Répondez à ces questions à partir du texte ci-dessous sur les philosophes et le Big Bang :
1. Selon le texte, il y a combien de temps l'univers a-t-il commencé ?
2. Quels problèmes autrefois philosophiques la science livre-t-elle désormais à la mesure et au calcul ?
3. Dans quoi une bonne part des philosophes ont-ils cherché refuge ?

EXTRAIT FOURNI
═══
(Revue Question De. No 9. 4e trimestre 1975)
On peut se demander pourquoi l’affirmation la plus fantastique de la science contemporaine, à savoir que l’univers a commencé il y a une quinzaine de milliards d’années, n’a jusqu’ici suscité aucune réflexion approfondie, aucune pensée originale1, et pourquoi on n’en trouve pour ainsi dire pas trace chez les philosophes. Quoi donc ! La science, qui est la seule source de connaissance indiscutée, vous donne à entendre qu’il n’existe pas d’éternel devenir, que le fond des choses est aussi caduc que l’homme lui-même, que l’arrière-plan cosmologique plus ou moins explicite de toutes vos conceptions n’est qu’illusion et rêverie, et vous continuez de gloser Platon, Descartes, Hegel, Marx, ou bien à vous amuser très obscurément à des problèmes de langage que l’informatique (à votre insu) est en train de résoudre les uns après les autres ?
Silence surprenant, mais peut-être compréhensible. Les philosophes ont des raisons de se tenir à distance prudente de la science. D’une part, celle-ci ne cesse d’investir les problèmes ci-devant philosophiques et de les livrer à la mesure et au calcul : la logique, la causalité, le temps, l’espace, la psychologie, que sais-je ! Tout cela, qui était « au programme » dans les manuels de philosophie il y a cent ans, a changé de mains. C’est devenu matière de mathématiques ou de laboratoire. Aussi, pour être tranquilles et rester entre soi, une bonne part des philosophes ont-ils cherché refuge dans l’histoire de la philosophie, le commentaire érudit des philosophies anciennes. Et, d’autre part, chat échaudé craint l’eau froide : les placards et les greniers de la philosophie sont bourrés de systèmes imprudemment construits sur des idées scientifiques abandonnées ensuite par la science, et donc aussitôt périmés. L’univers né d’un Big Bang il y a quinze milliards d’années, est-ce bien définitif ? Les astronomes, gens féconds, ne vont-ils pas trouver autre chose, abandonnant sur le carreau les faiseurs de système trop pressés ? Méfiance ! Méfiance !
═══
DONNÉES EXTRAITES
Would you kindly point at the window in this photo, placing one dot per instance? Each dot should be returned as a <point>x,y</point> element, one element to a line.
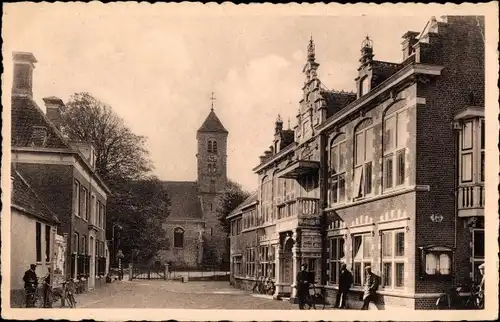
<point>362,247</point>
<point>47,243</point>
<point>76,240</point>
<point>212,146</point>
<point>437,262</point>
<point>237,266</point>
<point>178,237</point>
<point>76,198</point>
<point>93,210</point>
<point>336,256</point>
<point>467,136</point>
<point>250,261</point>
<point>38,242</point>
<point>395,140</point>
<point>477,253</point>
<point>267,199</point>
<point>337,171</point>
<point>393,251</point>
<point>363,156</point>
<point>466,167</point>
<point>483,138</point>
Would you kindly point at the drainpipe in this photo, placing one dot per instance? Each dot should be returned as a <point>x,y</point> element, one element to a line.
<point>322,204</point>
<point>456,134</point>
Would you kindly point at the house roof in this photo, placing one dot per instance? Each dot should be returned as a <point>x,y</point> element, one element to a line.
<point>26,115</point>
<point>184,200</point>
<point>250,200</point>
<point>28,201</point>
<point>212,124</point>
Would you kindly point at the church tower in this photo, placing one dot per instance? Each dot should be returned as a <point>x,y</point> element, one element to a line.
<point>212,156</point>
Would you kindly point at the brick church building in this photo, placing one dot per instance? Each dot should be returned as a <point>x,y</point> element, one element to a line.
<point>197,239</point>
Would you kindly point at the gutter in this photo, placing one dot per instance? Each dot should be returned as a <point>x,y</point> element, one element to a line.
<point>396,78</point>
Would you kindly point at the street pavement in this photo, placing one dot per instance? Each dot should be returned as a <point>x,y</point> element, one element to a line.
<point>176,295</point>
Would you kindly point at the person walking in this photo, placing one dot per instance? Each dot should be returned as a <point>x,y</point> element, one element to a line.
<point>30,285</point>
<point>302,286</point>
<point>345,282</point>
<point>371,285</point>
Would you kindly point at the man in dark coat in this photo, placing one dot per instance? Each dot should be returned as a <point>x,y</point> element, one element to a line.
<point>30,284</point>
<point>345,282</point>
<point>371,286</point>
<point>302,285</point>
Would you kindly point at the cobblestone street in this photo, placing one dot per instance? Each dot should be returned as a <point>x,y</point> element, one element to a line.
<point>176,295</point>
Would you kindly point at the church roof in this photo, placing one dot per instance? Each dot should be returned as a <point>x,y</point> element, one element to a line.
<point>184,201</point>
<point>212,124</point>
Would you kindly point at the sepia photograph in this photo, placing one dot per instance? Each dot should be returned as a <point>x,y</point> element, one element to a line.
<point>205,162</point>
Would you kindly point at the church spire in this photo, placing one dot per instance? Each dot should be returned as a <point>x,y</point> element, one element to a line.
<point>212,98</point>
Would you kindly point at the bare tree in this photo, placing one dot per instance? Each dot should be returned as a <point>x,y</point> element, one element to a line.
<point>121,154</point>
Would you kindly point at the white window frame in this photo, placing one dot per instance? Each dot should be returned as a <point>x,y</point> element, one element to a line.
<point>336,257</point>
<point>337,159</point>
<point>360,175</point>
<point>364,260</point>
<point>391,153</point>
<point>475,260</point>
<point>392,258</point>
<point>76,198</point>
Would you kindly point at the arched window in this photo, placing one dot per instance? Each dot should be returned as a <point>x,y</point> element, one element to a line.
<point>363,156</point>
<point>395,140</point>
<point>336,191</point>
<point>178,237</point>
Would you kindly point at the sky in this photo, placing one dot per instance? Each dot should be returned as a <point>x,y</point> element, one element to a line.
<point>157,68</point>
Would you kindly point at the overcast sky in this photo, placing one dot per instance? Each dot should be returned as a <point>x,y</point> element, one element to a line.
<point>157,69</point>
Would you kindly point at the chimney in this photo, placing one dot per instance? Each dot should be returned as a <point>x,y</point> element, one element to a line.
<point>39,136</point>
<point>409,39</point>
<point>22,84</point>
<point>55,109</point>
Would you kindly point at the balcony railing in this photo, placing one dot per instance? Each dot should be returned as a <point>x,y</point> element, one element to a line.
<point>308,206</point>
<point>471,197</point>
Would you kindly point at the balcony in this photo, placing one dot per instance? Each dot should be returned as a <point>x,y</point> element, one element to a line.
<point>301,207</point>
<point>471,200</point>
<point>298,168</point>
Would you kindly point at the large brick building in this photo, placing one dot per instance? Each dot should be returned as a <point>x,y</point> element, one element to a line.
<point>63,174</point>
<point>391,176</point>
<point>197,238</point>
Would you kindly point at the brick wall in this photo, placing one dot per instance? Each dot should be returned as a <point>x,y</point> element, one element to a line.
<point>460,49</point>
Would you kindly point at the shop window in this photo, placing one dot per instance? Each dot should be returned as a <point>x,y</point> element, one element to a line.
<point>436,262</point>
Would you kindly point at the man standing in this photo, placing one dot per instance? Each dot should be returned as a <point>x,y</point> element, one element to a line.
<point>371,285</point>
<point>345,282</point>
<point>30,285</point>
<point>302,285</point>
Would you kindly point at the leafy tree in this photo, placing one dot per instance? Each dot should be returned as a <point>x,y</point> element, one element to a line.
<point>139,202</point>
<point>141,208</point>
<point>230,198</point>
<point>120,154</point>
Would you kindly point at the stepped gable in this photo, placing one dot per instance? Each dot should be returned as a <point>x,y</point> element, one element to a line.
<point>337,100</point>
<point>212,124</point>
<point>184,200</point>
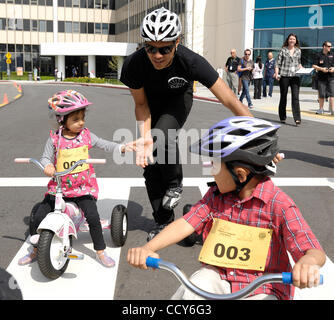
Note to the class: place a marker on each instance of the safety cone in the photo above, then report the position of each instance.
(5, 99)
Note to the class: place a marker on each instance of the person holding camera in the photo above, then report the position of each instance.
(324, 65)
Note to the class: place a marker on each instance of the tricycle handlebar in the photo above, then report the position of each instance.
(62, 173)
(285, 277)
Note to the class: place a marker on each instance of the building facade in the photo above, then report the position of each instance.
(311, 20)
(86, 34)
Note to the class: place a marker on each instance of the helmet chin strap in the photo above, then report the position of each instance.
(239, 185)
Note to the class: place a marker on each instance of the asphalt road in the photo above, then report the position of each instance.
(24, 128)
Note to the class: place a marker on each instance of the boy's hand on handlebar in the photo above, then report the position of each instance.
(49, 170)
(279, 157)
(137, 257)
(305, 273)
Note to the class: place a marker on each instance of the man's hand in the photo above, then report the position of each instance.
(144, 151)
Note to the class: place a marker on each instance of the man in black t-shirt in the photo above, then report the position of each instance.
(324, 65)
(160, 77)
(231, 69)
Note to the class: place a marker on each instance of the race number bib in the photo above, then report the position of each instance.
(236, 246)
(67, 157)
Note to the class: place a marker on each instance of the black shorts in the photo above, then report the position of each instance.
(326, 88)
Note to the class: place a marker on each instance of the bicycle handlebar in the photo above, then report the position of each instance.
(62, 173)
(284, 277)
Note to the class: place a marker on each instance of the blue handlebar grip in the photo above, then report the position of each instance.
(152, 262)
(287, 278)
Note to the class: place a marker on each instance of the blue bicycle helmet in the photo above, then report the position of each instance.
(244, 141)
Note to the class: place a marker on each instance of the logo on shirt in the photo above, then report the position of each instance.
(176, 82)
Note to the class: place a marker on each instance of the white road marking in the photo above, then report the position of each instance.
(83, 279)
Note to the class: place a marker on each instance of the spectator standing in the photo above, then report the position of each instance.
(258, 77)
(288, 63)
(246, 67)
(231, 68)
(324, 65)
(269, 74)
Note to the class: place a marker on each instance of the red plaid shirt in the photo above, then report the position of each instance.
(267, 207)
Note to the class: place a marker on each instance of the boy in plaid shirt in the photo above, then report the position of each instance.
(248, 223)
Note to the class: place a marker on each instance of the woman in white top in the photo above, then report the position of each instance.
(258, 77)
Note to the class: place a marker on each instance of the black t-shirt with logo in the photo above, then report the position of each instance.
(169, 90)
(324, 61)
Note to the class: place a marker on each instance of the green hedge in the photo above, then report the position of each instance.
(92, 80)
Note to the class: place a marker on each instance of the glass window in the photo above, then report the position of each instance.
(42, 25)
(83, 27)
(11, 47)
(33, 25)
(90, 27)
(111, 28)
(268, 38)
(269, 19)
(61, 26)
(26, 24)
(3, 24)
(49, 26)
(105, 28)
(68, 27)
(18, 24)
(105, 4)
(35, 48)
(76, 27)
(269, 4)
(11, 24)
(97, 27)
(97, 4)
(306, 37)
(300, 2)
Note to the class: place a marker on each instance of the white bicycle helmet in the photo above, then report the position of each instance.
(161, 25)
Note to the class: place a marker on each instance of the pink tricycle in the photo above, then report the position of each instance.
(56, 231)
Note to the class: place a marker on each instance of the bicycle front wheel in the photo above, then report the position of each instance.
(51, 259)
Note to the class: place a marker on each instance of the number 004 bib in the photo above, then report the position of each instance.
(67, 157)
(236, 246)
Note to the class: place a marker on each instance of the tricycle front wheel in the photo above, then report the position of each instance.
(51, 259)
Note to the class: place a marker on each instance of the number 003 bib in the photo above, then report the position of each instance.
(67, 157)
(236, 246)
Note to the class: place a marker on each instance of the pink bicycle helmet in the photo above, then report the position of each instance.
(65, 102)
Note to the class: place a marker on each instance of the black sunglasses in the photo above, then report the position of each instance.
(162, 50)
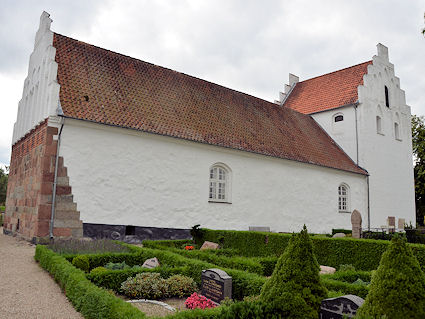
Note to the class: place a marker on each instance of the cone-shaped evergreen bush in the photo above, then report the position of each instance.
(397, 289)
(295, 283)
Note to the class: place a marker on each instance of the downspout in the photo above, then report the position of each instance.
(52, 215)
(368, 204)
(357, 133)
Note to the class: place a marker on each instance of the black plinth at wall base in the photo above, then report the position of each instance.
(133, 234)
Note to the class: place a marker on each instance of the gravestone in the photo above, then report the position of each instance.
(208, 245)
(151, 263)
(216, 284)
(356, 224)
(260, 228)
(401, 222)
(340, 307)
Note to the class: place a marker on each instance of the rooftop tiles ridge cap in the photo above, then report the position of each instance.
(165, 68)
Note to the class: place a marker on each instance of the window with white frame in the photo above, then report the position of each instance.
(397, 131)
(378, 124)
(219, 189)
(343, 198)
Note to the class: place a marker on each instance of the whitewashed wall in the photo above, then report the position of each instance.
(121, 176)
(40, 96)
(388, 160)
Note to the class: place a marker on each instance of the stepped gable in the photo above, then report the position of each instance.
(106, 87)
(328, 91)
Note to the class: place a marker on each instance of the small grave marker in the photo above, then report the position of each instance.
(401, 222)
(216, 284)
(208, 245)
(151, 263)
(391, 224)
(356, 224)
(340, 307)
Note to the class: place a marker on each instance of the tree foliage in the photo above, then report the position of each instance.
(3, 185)
(397, 289)
(418, 143)
(295, 283)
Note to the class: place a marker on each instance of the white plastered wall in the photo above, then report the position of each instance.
(40, 96)
(121, 176)
(388, 160)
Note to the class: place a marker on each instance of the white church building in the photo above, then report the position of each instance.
(111, 146)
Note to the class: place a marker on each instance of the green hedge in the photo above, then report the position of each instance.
(112, 279)
(254, 265)
(363, 254)
(244, 283)
(87, 298)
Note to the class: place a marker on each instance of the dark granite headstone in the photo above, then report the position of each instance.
(216, 284)
(340, 307)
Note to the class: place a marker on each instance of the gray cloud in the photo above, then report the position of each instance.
(20, 20)
(245, 45)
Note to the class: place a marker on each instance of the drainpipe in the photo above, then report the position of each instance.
(368, 204)
(52, 215)
(357, 133)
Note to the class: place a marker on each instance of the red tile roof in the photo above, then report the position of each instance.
(327, 91)
(105, 87)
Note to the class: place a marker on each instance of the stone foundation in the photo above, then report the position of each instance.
(30, 189)
(133, 234)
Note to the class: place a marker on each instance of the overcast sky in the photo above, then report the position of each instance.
(250, 46)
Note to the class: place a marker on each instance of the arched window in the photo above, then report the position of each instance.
(378, 124)
(387, 99)
(397, 135)
(219, 189)
(339, 118)
(396, 131)
(343, 198)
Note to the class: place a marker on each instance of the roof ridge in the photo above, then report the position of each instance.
(349, 67)
(162, 67)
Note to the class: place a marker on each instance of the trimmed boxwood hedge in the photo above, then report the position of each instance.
(243, 283)
(259, 265)
(87, 298)
(363, 254)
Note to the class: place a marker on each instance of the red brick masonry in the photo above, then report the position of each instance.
(30, 189)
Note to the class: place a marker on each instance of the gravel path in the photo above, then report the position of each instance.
(26, 290)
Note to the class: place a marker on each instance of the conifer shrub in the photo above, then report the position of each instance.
(295, 283)
(397, 289)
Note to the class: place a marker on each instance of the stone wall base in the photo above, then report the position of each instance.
(133, 234)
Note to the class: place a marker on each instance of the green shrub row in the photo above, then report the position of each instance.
(363, 254)
(90, 300)
(341, 230)
(244, 283)
(112, 279)
(350, 276)
(254, 265)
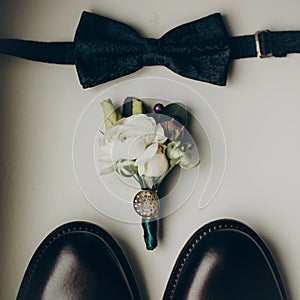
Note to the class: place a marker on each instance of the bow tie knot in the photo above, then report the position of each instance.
(151, 54)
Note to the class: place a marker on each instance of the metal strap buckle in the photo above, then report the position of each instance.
(258, 44)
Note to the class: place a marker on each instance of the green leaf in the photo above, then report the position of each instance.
(111, 116)
(176, 111)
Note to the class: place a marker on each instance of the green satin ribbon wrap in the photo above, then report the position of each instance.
(150, 227)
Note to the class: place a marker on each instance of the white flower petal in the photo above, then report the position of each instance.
(148, 153)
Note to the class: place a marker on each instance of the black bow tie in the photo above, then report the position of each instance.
(104, 49)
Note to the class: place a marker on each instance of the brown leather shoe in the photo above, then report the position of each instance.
(225, 260)
(76, 261)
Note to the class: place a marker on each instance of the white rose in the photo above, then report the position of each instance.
(153, 162)
(128, 139)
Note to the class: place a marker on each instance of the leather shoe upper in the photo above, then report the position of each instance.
(78, 261)
(225, 260)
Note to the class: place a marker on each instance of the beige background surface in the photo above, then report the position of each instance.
(40, 105)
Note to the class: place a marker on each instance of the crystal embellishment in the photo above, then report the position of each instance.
(146, 204)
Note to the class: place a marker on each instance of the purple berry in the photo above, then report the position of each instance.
(158, 107)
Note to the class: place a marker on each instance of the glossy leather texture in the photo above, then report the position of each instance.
(78, 261)
(225, 260)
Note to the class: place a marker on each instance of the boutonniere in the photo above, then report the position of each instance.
(145, 144)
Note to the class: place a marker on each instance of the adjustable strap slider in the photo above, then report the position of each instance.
(263, 44)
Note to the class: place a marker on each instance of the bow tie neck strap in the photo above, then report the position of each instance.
(104, 49)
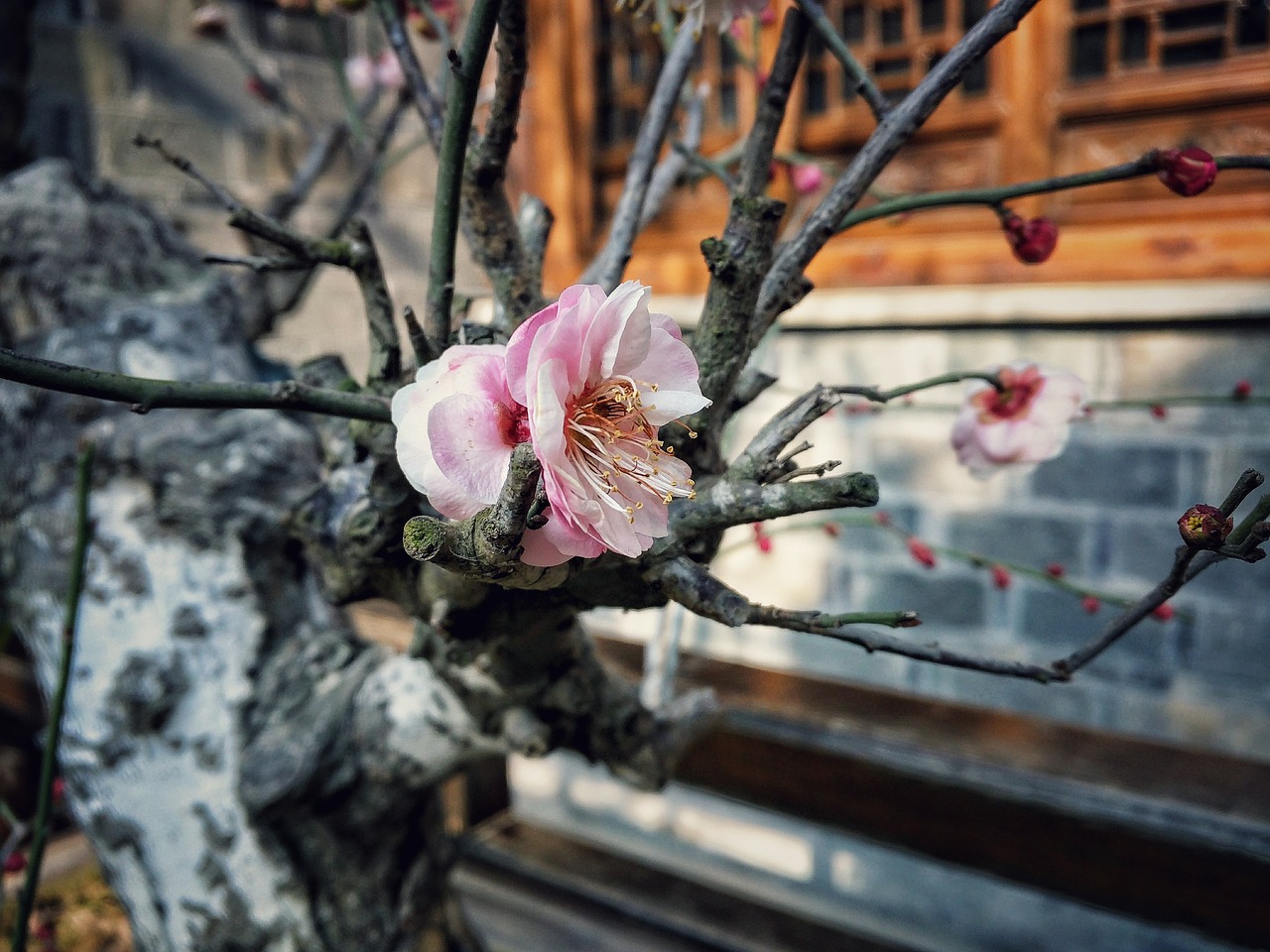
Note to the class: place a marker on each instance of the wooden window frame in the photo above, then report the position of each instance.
(1026, 127)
═══
RÉPONSE
1. Il y a une quinzaine de milliards d'années.
2. La logique, la causalité, le temps, l'espace et la psychologie.
3. Dans l'histoire de la philosophie, le commentaire érudit des philosophies anciennes.